>>>>

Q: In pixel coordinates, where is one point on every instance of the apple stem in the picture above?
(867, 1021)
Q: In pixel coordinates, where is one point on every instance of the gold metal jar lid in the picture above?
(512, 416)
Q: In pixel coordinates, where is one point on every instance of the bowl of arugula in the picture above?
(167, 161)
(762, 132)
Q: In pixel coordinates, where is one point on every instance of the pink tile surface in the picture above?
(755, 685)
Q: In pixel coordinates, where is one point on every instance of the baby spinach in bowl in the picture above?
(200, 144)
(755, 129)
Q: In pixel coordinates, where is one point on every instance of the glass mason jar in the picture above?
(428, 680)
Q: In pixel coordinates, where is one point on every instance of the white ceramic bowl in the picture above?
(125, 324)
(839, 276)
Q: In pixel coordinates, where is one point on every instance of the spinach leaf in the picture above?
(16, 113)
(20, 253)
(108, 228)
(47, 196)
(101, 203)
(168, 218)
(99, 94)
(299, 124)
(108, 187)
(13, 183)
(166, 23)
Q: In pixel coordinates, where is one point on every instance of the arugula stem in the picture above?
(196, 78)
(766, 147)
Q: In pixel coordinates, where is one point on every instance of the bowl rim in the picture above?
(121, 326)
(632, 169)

<<<<
>>>>

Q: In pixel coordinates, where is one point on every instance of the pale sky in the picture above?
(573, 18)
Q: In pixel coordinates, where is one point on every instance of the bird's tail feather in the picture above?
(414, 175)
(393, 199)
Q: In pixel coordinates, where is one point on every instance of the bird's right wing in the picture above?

<<<<

Starting with the line above that holds "feather in the picture above?" and stopping with the line that holds "wing in the picture above?", reproduce each line exactly, omitting all other lines.

Result for this exercise:
Q: In pixel coordinates, where is one point on every instance of the bird's tail feather in the picture above?
(414, 175)
(393, 199)
Q: In pixel coordinates, where is one point on every instance of the bird's right wing in the picture above?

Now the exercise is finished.